Set exercise 1 —
Report every line in the records that contains the word "metal".

Selected passage —
Visiting Mideast Expert to Discuss Arab Spring Revolutions

November 1, 2011
By Alex Korsunsky '12

Dr. Abraham Sela of the Hebrew University in Jersusalem, an expert on the Arab world and currently a visiting scholar at Carleton College, will present a public lecture on Wednesday, Nov. 2 at 7 p.m. in the College’s Gould Library Athenaeum. Focused on the underlying causes of the revolutions that have overtaken the Arab world and the future of politics in countries such as Egypt and Syria, Sela’s lecture will be followed by a question-and-answer session. Entitled “Understanding the Arab Spring,” this presentation is free and open to the public.

Ever since popular protests in Tunisia ended President Zine al-Abidine Ben Ali’s 23-year rule, unrest and pro-democracy protests have spread across the Middle East in what has come to be known as the Arab Spring. Initially ignited by anger at the suicide of a young, unemployed Tunisian named Mohamed Bouazizi, who set fire to himself after corrupt officials confiscated the vegetable cart that was his only means of livelihood, the calls for an end to dictatorship and corruption spread through social networking sites and have maintained a hold among the region’s large young population—one that is frustrated with unemployment and political repression. Protestors quickly succeeded in toppling Egyptian dictator Hosni Mubarak, and in Libya, rebels backed by NATO have succeeded in deposing Muammar Gaddafi; mass protests continue to meet with brutal military repression in Syria, where over 3,000 protesters have been killed, while other countries in the region have succeeded in placating their populations with promises of political and economic reforms.

Set exercise 2 —
Reproduce the Arab Spring lecture article word for word, starting at "Dr. Abraham Sela" and ending at "to the public.".

Extracted records —

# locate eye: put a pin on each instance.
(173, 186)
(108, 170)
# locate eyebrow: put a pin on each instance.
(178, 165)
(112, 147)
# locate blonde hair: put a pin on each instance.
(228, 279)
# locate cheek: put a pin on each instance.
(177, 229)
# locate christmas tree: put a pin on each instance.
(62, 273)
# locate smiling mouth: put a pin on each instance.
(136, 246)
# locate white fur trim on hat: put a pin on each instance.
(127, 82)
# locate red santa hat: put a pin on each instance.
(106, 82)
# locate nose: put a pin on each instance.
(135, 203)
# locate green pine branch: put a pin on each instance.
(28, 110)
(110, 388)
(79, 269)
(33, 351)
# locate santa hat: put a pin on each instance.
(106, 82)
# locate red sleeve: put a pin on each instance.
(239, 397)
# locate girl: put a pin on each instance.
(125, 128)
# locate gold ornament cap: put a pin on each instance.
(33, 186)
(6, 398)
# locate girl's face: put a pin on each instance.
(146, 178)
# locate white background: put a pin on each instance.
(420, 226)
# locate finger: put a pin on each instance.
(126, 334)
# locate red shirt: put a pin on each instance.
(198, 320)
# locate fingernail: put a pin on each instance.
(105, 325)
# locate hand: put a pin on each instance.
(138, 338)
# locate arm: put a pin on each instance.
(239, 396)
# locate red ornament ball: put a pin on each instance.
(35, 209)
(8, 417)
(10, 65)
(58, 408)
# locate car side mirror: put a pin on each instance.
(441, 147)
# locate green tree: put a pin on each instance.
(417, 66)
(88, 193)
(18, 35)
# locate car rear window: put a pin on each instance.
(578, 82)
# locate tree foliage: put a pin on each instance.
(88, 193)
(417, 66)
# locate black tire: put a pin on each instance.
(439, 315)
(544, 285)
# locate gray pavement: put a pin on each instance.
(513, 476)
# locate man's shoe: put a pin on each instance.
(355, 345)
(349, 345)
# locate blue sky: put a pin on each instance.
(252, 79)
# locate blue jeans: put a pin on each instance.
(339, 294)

...

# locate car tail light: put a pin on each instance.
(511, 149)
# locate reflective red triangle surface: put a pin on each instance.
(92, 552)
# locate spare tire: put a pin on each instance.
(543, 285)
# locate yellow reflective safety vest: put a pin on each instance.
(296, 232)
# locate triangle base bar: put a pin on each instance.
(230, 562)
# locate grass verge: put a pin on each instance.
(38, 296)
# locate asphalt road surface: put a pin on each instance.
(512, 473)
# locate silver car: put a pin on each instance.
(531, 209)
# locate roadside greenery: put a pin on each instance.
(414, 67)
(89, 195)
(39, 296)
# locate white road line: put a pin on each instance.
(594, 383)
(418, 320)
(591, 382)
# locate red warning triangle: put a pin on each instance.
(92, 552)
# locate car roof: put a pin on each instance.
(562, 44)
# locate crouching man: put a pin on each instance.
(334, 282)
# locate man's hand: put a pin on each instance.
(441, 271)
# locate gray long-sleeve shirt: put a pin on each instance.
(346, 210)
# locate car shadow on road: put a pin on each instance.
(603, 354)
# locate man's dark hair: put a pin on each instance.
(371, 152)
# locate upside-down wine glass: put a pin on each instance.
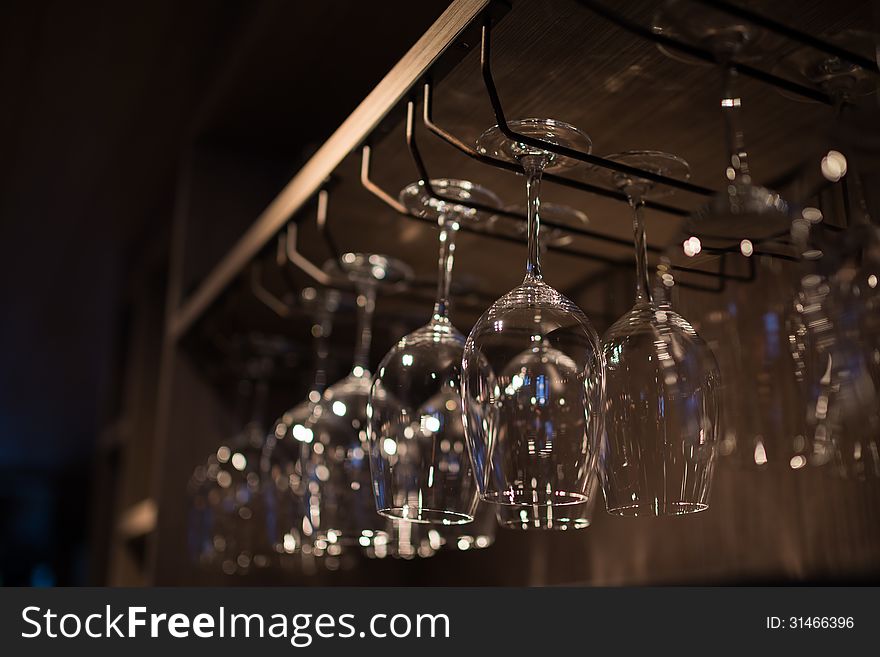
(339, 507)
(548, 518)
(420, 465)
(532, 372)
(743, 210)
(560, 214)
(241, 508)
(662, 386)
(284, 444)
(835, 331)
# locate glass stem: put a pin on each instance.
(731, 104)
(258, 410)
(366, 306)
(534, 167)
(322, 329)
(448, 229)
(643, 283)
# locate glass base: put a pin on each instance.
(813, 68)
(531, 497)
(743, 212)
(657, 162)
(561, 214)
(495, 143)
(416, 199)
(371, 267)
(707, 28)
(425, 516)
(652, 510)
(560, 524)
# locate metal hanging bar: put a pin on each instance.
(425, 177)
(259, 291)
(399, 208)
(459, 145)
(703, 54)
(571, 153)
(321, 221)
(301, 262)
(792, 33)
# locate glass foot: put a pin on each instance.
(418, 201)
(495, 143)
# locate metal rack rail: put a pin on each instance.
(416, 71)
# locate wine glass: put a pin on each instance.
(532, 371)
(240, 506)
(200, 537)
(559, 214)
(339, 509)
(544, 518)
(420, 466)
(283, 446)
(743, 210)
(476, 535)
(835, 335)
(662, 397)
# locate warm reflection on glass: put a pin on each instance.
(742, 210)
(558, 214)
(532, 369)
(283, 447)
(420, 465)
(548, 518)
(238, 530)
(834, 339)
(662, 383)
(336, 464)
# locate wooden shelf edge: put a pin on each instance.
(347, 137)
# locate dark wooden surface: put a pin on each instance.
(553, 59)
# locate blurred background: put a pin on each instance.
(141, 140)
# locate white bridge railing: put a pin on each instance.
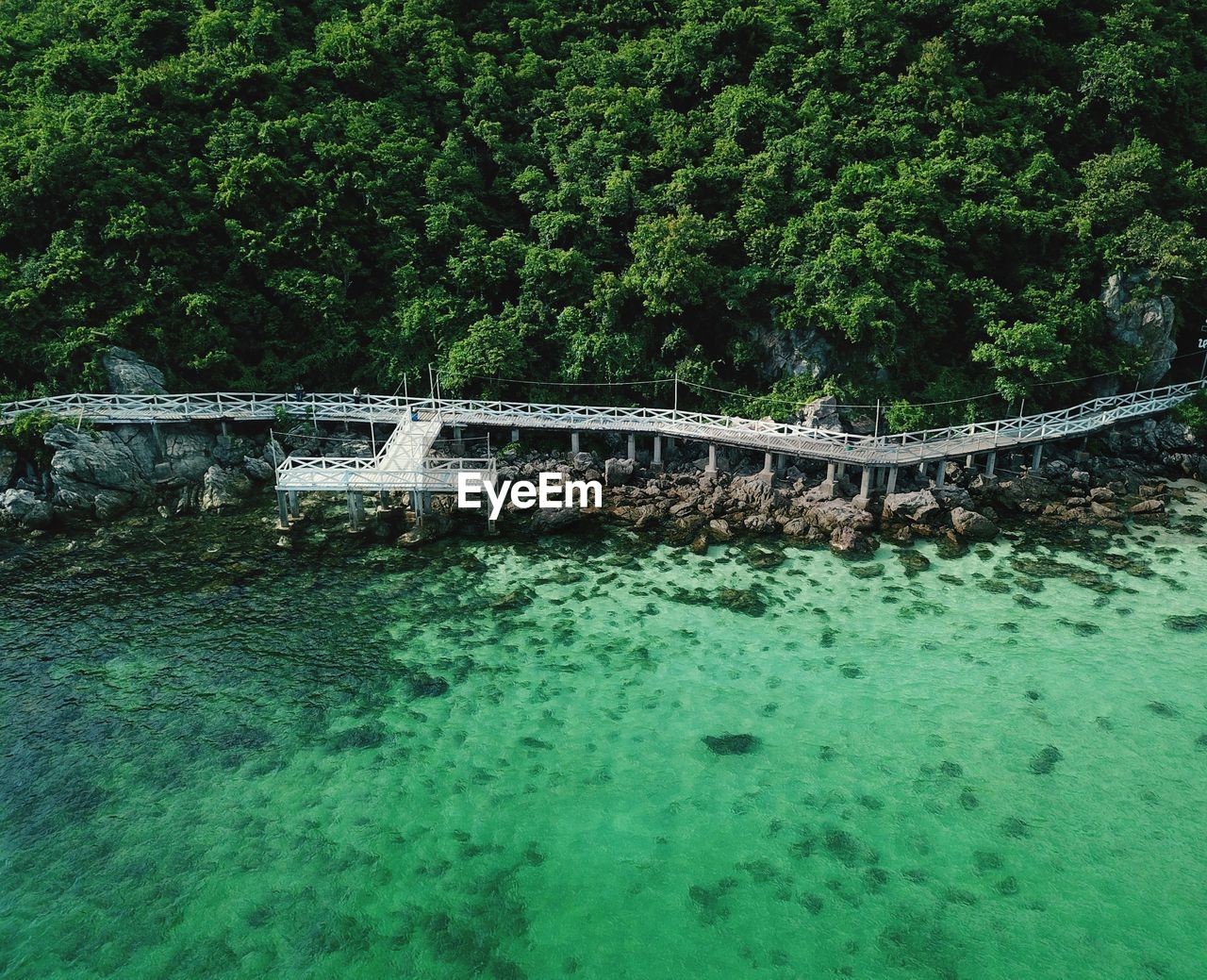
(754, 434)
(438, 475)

Written answer 1 —
# locate metal hanging bar: put a pin on each instance.
# locate metal rack rail: put a pin on each instance.

Written answer 2 —
Dr. Abraham Sela of the Hebrew University in Jersusalem, an expert on the Arab world and currently a visiting scholar at Carleton College, will present a public lecture on Wednesday, Nov. 2 at 7 p.m. in the College’s Gould Library Athenaeum. Focused on the underlying causes of the revolutions that have overtaken the Arab world and the future of politics in countries such as Egypt and Syria, Sela’s lecture will be followed by a question-and-answer session. Entitled “Understanding the Arab Spring,” this presentation is free and open to the public.